== Do this ==
Turn the lines below, from the first one through the line holding "left=70, top=293, right=332, bottom=425", into a JSON list of strings, one string per line, with blank lines left out.

§ §

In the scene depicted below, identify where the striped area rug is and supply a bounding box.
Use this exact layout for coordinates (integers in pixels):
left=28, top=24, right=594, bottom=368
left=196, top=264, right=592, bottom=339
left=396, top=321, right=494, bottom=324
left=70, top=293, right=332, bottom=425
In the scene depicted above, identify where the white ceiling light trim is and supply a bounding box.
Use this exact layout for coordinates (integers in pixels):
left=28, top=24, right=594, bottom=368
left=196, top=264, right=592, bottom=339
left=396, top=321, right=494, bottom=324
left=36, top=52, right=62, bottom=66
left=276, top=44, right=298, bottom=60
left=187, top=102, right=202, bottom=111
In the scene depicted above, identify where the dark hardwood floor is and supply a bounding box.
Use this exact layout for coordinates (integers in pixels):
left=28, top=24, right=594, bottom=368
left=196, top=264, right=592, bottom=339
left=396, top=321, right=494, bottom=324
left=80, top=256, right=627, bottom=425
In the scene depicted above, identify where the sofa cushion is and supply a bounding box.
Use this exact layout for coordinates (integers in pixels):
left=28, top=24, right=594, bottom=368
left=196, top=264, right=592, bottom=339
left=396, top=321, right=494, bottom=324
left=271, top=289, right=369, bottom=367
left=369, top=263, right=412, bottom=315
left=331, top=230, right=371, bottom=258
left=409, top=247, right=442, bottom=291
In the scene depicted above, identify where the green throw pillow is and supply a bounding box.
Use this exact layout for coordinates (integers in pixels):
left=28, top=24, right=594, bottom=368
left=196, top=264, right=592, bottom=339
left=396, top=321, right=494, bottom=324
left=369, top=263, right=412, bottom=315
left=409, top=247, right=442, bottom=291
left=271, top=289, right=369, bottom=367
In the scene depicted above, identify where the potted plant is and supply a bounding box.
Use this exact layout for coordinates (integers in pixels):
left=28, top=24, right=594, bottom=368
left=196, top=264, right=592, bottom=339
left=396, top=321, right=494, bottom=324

§ §

== Full solution ==
[
  "In the scene depicted below, identify where the striped area rug is and supply a bounding box.",
  "Use this exact layout for coordinates (integers in pixels):",
  "left=28, top=24, right=594, bottom=368",
  "left=196, top=264, right=592, bottom=339",
  "left=396, top=321, right=494, bottom=324",
  "left=70, top=293, right=332, bottom=425"
]